EXERCISE AIM » Return each line of the entries below that contains the word "basketball". Copy the lines in the order they appear.

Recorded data
┌──
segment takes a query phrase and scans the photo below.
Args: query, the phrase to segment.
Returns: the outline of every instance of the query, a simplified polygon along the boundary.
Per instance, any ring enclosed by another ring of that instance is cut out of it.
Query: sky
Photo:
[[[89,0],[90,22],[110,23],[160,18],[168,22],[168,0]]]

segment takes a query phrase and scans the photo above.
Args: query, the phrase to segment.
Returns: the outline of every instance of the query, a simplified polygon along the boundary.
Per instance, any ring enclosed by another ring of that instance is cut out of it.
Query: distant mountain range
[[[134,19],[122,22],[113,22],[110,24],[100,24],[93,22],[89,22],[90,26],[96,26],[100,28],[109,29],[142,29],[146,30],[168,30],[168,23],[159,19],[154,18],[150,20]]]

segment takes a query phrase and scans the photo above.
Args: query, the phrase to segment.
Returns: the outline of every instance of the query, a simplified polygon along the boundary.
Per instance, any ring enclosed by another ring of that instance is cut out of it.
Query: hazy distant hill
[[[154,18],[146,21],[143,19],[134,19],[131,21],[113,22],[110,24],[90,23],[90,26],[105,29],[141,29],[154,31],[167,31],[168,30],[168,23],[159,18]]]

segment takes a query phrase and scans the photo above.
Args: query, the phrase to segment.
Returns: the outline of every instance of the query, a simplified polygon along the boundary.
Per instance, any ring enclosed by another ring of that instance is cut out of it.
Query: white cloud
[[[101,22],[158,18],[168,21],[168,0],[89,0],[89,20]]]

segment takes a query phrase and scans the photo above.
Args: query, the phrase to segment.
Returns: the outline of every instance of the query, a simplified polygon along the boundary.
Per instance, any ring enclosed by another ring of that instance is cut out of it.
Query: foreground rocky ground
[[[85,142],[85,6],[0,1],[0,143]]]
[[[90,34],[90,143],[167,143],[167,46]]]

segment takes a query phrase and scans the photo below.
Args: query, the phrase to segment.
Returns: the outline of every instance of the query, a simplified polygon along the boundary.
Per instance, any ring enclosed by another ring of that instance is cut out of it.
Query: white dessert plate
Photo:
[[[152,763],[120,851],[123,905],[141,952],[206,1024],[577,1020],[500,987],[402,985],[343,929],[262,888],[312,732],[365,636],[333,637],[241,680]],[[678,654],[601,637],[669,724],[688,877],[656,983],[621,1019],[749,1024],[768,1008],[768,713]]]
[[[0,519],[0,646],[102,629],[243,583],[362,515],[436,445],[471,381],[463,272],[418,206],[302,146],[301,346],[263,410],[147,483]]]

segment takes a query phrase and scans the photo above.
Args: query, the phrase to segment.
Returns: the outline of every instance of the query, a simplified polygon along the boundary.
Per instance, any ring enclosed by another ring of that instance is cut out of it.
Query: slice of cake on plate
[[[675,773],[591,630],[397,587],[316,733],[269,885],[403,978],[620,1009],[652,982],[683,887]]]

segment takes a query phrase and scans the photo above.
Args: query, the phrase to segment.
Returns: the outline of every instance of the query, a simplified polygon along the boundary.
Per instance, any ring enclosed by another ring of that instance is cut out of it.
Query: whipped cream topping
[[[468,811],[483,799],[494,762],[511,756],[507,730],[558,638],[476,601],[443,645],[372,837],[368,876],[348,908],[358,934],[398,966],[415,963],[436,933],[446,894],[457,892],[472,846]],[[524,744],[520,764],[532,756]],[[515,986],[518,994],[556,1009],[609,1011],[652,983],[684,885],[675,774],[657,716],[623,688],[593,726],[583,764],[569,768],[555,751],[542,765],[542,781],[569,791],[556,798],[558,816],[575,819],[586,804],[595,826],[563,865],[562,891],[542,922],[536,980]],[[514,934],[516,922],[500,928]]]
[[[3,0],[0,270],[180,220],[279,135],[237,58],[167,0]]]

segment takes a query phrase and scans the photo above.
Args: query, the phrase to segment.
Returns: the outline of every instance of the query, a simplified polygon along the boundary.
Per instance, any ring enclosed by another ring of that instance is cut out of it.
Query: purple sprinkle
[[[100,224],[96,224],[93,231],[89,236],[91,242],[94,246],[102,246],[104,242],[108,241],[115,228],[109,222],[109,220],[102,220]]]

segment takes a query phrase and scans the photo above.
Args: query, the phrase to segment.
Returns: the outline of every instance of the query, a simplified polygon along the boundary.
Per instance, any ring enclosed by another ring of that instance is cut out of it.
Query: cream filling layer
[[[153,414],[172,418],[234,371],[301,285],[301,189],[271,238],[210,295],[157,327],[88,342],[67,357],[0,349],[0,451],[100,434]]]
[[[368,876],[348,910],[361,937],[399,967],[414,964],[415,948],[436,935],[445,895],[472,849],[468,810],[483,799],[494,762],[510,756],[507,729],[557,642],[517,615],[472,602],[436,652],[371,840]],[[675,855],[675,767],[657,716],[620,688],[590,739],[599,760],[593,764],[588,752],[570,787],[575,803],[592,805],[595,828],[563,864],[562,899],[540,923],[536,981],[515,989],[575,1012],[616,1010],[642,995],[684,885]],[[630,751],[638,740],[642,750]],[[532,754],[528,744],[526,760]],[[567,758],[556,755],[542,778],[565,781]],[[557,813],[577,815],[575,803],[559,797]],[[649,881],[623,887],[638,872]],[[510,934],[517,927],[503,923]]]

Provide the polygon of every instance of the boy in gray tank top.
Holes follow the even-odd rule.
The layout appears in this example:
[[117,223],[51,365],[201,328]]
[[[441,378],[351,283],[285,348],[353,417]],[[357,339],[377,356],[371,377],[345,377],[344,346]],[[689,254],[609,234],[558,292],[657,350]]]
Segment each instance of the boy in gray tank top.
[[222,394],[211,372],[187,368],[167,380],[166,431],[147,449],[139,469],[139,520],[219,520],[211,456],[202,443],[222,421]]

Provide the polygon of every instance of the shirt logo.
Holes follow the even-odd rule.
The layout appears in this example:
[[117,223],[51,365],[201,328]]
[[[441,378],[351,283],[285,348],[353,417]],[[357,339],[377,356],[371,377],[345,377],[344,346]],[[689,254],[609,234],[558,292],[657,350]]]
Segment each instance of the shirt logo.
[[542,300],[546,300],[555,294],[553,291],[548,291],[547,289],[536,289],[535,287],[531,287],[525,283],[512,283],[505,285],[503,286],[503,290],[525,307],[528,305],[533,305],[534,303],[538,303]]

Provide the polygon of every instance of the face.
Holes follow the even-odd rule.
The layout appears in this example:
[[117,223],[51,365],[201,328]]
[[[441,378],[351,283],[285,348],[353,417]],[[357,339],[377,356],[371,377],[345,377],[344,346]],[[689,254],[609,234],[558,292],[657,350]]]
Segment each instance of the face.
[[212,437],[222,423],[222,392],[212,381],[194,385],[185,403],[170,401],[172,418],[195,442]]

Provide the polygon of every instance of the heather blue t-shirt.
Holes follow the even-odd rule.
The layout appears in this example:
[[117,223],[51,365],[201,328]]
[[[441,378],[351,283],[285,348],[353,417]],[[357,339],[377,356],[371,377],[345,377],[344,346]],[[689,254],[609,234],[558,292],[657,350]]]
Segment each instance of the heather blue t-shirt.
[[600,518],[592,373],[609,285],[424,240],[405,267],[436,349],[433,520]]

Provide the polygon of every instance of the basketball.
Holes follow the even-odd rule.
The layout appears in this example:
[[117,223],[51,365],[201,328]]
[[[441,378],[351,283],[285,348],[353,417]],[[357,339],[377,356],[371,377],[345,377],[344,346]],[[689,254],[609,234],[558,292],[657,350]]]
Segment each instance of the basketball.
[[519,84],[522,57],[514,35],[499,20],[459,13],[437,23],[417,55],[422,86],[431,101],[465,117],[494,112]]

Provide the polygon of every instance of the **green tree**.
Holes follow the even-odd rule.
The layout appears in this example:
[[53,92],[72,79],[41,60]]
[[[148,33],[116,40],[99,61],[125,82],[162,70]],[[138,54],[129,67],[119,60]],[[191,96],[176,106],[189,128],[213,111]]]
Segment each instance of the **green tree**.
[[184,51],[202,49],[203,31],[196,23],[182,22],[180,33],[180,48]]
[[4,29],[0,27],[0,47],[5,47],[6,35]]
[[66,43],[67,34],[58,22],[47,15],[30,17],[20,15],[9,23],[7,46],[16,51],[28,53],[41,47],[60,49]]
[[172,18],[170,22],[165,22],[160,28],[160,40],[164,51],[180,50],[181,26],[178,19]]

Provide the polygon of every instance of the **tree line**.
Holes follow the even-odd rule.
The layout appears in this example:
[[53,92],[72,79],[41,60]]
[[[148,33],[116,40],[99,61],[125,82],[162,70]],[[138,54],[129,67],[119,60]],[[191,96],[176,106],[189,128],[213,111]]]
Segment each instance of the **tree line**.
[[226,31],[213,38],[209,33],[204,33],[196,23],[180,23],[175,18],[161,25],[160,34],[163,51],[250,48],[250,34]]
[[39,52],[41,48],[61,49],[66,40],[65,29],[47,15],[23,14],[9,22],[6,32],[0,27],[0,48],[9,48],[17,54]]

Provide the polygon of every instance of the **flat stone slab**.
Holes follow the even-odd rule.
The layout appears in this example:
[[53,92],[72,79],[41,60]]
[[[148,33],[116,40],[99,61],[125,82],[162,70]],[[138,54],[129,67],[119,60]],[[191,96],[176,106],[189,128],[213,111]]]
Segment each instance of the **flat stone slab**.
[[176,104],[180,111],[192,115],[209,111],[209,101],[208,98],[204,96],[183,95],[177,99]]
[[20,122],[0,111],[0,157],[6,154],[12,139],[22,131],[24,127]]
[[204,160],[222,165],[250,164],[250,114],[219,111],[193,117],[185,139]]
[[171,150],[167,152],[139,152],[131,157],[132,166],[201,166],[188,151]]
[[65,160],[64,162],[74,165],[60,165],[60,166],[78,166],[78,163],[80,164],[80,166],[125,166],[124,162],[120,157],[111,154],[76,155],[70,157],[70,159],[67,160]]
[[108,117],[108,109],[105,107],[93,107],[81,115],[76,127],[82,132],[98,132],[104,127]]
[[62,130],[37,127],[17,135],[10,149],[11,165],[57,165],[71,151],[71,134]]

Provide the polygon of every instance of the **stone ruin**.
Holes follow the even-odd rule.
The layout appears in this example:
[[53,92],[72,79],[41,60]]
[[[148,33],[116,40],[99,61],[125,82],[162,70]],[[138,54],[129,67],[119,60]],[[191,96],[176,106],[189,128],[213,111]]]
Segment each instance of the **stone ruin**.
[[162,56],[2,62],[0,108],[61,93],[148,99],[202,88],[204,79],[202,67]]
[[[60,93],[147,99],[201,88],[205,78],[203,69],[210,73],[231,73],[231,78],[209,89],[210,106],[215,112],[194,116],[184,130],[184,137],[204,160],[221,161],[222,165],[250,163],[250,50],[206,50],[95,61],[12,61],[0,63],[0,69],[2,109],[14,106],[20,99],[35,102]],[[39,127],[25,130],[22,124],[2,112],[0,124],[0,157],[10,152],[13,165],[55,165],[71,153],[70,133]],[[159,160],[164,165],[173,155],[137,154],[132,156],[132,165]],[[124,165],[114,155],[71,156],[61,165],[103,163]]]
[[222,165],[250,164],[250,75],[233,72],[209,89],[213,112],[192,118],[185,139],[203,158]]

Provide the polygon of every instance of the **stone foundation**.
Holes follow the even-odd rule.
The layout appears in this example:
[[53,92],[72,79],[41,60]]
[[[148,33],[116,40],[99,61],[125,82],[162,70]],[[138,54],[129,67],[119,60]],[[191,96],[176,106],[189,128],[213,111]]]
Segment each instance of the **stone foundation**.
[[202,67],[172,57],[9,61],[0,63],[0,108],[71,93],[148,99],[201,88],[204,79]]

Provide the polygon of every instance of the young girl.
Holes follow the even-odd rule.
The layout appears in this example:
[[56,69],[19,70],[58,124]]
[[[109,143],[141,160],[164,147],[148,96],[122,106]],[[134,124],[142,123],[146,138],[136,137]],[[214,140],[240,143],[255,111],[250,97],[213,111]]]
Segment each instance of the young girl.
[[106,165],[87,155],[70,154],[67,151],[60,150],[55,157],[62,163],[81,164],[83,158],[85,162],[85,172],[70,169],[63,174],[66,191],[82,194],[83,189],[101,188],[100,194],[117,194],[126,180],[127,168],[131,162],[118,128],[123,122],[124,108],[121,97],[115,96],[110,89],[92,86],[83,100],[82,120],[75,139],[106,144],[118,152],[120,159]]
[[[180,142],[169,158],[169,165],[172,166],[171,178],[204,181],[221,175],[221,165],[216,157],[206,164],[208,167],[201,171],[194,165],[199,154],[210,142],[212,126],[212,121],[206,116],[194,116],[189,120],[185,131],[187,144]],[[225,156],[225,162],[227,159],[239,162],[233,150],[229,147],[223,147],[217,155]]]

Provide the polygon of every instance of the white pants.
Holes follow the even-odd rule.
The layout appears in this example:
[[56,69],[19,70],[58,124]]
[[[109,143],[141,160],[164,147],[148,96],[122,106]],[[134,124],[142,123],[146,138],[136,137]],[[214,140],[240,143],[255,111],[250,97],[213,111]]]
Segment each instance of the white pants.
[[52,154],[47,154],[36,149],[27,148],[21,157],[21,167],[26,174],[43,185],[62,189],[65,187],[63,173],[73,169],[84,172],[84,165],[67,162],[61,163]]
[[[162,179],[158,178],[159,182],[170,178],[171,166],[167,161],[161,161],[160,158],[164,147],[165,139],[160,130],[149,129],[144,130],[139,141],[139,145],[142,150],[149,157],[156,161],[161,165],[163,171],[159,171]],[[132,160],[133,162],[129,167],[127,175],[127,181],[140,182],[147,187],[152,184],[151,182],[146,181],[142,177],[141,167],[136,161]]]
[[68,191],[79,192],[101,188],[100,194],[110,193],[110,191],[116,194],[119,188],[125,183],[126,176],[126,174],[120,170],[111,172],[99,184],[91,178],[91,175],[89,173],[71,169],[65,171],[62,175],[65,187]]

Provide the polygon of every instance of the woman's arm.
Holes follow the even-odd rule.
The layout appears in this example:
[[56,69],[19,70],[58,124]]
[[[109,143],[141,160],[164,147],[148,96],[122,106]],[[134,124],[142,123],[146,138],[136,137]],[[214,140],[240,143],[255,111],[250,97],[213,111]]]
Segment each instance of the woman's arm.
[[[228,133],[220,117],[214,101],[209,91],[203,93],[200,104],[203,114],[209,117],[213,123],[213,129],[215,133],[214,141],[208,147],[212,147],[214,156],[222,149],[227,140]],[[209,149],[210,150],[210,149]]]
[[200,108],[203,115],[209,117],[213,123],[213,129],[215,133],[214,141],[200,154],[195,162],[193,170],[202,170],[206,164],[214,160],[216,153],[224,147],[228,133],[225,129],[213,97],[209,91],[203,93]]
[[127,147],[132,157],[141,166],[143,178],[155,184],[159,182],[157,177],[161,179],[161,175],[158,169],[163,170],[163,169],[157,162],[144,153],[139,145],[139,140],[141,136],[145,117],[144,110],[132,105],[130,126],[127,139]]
└──
THE SOLUTION »
Provide the polygon of every instance of the basketball.
Segment each instance of the basketball.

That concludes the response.